Work instruction
Within the data below, copy each line where the string "grass" is found.

Data extracts
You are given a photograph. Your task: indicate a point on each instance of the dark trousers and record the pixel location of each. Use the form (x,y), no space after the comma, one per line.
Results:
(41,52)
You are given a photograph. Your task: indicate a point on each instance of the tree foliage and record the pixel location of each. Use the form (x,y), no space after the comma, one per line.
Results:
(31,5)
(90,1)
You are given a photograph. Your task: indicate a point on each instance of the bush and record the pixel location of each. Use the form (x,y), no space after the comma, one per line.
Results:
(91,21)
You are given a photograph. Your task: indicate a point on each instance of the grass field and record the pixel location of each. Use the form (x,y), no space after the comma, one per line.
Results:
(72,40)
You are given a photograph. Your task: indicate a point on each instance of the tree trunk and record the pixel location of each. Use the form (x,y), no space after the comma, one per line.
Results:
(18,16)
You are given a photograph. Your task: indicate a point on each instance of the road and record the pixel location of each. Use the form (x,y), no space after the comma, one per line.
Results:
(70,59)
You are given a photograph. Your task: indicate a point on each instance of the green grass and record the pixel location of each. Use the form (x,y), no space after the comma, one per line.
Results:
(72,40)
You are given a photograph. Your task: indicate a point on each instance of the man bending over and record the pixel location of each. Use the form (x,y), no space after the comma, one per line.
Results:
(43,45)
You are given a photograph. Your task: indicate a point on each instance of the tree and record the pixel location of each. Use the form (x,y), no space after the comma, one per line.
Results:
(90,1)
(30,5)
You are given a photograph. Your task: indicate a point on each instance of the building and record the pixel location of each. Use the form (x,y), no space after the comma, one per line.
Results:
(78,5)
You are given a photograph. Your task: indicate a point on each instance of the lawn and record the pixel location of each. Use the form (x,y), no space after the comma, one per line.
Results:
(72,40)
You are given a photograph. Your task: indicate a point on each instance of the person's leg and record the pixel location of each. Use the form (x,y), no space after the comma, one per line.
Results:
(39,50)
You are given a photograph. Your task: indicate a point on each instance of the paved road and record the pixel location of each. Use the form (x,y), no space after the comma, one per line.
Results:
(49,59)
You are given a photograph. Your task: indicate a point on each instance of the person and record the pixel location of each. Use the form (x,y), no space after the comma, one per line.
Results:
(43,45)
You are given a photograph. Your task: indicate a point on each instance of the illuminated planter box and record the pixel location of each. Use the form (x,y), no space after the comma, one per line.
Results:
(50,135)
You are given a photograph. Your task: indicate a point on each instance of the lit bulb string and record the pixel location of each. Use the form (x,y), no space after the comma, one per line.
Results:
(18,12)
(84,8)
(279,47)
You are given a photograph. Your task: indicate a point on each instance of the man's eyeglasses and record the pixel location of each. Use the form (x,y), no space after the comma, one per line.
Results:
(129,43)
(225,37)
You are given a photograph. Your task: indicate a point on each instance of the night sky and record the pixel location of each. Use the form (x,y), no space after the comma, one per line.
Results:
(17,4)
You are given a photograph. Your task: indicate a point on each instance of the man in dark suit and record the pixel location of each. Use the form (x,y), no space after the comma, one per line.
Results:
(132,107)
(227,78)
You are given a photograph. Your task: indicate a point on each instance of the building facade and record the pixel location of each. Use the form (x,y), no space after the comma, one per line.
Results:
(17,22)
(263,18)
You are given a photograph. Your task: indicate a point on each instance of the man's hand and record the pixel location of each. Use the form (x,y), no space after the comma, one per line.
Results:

Solution for this task
You are given a photograph. Your task: indicate a point on each instance of the grass field and record the pixel location of each. Use the form (x,y), no space after the comma, one per line.
You are given a photograph. Your task: indicate a point on each instance of the green grass and record the pixel location of each. Use the form (x,y), no space after the comma, one per line.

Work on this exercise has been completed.